--- START ---

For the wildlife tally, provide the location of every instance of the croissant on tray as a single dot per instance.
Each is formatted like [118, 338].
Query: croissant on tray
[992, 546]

--- END ---
--- START ---

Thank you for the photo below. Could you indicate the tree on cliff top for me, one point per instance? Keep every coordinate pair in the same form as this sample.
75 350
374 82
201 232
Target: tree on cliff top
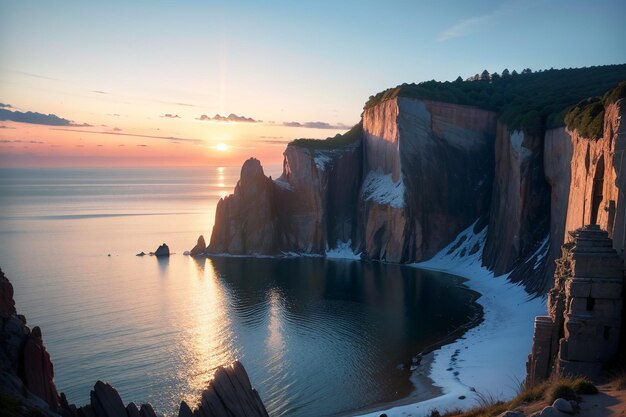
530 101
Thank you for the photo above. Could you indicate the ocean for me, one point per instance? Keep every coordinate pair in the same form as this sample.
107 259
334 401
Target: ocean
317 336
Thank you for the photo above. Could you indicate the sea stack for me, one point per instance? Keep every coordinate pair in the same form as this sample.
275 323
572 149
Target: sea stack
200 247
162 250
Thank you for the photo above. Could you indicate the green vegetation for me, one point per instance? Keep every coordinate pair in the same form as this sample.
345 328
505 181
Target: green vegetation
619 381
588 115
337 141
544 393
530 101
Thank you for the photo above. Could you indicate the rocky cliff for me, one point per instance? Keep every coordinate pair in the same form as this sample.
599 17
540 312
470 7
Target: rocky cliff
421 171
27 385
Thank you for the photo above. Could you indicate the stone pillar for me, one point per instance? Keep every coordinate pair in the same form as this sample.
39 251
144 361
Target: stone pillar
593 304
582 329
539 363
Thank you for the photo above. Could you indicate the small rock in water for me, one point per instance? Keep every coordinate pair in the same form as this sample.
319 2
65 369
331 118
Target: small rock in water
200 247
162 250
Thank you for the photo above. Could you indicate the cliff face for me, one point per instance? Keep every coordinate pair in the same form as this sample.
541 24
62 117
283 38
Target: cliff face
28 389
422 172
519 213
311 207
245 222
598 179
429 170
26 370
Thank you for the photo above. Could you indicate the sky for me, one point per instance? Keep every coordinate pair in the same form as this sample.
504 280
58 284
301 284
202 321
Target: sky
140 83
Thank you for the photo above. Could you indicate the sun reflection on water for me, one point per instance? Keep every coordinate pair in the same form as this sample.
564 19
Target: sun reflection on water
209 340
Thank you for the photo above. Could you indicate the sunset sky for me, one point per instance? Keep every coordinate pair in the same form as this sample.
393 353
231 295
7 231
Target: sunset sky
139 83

--- END ---

### [EXERCISE DIRECTIONS]
Pull together every line from the entries above that contains the word "ocean", copying each one in full.

### [SOLUTION FOR THIS EXERCISE]
Thank you for the photo above. Could you indicate the ocean for me, one point per instance? Keep every coordinate pair in the same form as this sample.
Target: ocean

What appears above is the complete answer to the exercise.